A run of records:
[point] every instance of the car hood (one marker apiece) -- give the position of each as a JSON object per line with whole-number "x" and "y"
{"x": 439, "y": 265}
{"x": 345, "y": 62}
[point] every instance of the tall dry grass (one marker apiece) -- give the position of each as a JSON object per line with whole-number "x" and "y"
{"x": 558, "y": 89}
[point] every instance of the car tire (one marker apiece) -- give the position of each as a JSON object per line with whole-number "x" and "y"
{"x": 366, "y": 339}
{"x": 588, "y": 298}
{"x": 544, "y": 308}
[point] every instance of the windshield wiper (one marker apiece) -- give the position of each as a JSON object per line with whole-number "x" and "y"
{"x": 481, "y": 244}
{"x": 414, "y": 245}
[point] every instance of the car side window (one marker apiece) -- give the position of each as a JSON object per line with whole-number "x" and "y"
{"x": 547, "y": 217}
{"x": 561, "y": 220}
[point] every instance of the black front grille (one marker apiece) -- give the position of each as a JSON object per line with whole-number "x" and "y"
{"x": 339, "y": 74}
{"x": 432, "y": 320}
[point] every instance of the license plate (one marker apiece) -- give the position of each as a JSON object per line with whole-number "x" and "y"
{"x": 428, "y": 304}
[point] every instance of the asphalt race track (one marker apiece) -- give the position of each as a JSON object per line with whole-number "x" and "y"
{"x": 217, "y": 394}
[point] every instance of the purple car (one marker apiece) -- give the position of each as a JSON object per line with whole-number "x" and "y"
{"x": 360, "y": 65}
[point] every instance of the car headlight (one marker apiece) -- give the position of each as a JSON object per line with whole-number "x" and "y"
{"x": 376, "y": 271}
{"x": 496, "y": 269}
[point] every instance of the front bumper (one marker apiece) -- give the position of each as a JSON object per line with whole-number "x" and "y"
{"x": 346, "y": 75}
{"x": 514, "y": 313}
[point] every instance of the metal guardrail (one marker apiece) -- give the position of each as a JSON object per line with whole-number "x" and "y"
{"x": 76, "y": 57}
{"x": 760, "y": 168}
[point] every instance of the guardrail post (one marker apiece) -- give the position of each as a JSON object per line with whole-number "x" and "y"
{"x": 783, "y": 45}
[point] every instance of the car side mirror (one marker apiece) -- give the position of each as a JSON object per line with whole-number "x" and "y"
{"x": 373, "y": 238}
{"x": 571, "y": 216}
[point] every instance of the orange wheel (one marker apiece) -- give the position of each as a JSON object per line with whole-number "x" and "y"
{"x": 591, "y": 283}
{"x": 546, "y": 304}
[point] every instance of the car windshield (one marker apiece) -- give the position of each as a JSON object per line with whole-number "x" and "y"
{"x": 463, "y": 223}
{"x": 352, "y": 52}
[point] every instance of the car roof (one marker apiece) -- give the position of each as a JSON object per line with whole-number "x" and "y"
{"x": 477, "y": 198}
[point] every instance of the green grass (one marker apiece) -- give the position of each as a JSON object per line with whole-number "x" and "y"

**Work to complete:** Copy out all of the material above, line for line, with no changes.

**Answer to the problem:**
[point] every instance of the car hood (one marker apiece) -- give the position of each as a JSON object per line with whole-number "x" and "y"
{"x": 439, "y": 265}
{"x": 345, "y": 62}
[point] every instance of the tall dry grass (one marker apiece) -- give the position of each as a JSON object per line with whole-number "x" and "y"
{"x": 558, "y": 89}
[point] every instance of the car tire (one marker apiece) -- give the position of each as a JSON object per line with whole-number "x" and "y"
{"x": 366, "y": 339}
{"x": 588, "y": 298}
{"x": 544, "y": 308}
[point] every instance of the windshield wiper (one marker apiece) -- give the position of each as a JSON object per line with whole-number "x" and "y"
{"x": 481, "y": 244}
{"x": 414, "y": 245}
[point] every instance of the car side window (one marker apiece) -- give the position of each as a JSON object per line with whole-number "x" and "y"
{"x": 547, "y": 217}
{"x": 561, "y": 220}
[point] every instance of the black front grille (one marker apiece) -- give the position of each as a JSON object per line with whole-number "x" and "y"
{"x": 339, "y": 74}
{"x": 432, "y": 320}
[point] every instance of the license plate (one marker apiece) -- give the position of each as a JSON object per line with whole-number "x" and "y"
{"x": 428, "y": 304}
[point] every instance of the asphalt race track (one marker apiece) -- give the position of each as a JSON object per line with whole-number "x" and "y"
{"x": 217, "y": 394}
[point] every instance of the purple car (one marker apiece) -- give the position of each as a JSON object per line with whole-number "x" and "y"
{"x": 360, "y": 65}
[point] every instance of the car headlight (one marker apiece) -- give the position of each as a JSON object per line with whole-number "x" and "y"
{"x": 376, "y": 271}
{"x": 496, "y": 269}
[point] every instance of the front bumper (one marker apiece) -- give the position of each as a JSON object per line with whole-number "x" and "y"
{"x": 346, "y": 75}
{"x": 514, "y": 313}
[point] every instance of the metal guardrail (one marker apiece) -- give the position of each as a JSON object per line with whole-number "x" and "y"
{"x": 76, "y": 57}
{"x": 760, "y": 168}
[point] every instance of the guardrail post (one marker apiece) -- give the position of each as a JSON object per line with whole-number "x" and "y"
{"x": 783, "y": 45}
[point] every instance of the car side mirror (one marker apiece) -- give the position of each as a JSON object per line with whole-number "x" and "y"
{"x": 373, "y": 238}
{"x": 571, "y": 216}
[point] every instance of the orange wheel (one marker apiece) -- give the position of each as a JSON object per line with whole-number "x" and "y"
{"x": 591, "y": 283}
{"x": 546, "y": 304}
[point] every instance of the car windshield (one marker apiece) -- give the position of each as a JSON object per line with whole-number "x" and "y"
{"x": 463, "y": 223}
{"x": 352, "y": 52}
[point] every instance of the car roof (one marker apiece) -- give the position of each as a JSON object per line with whole-number "x" and "y"
{"x": 477, "y": 198}
[point] every instance of the green grass (one marker apiece) -- give the position of each as a JSON object per line with whole-number "x" and "y"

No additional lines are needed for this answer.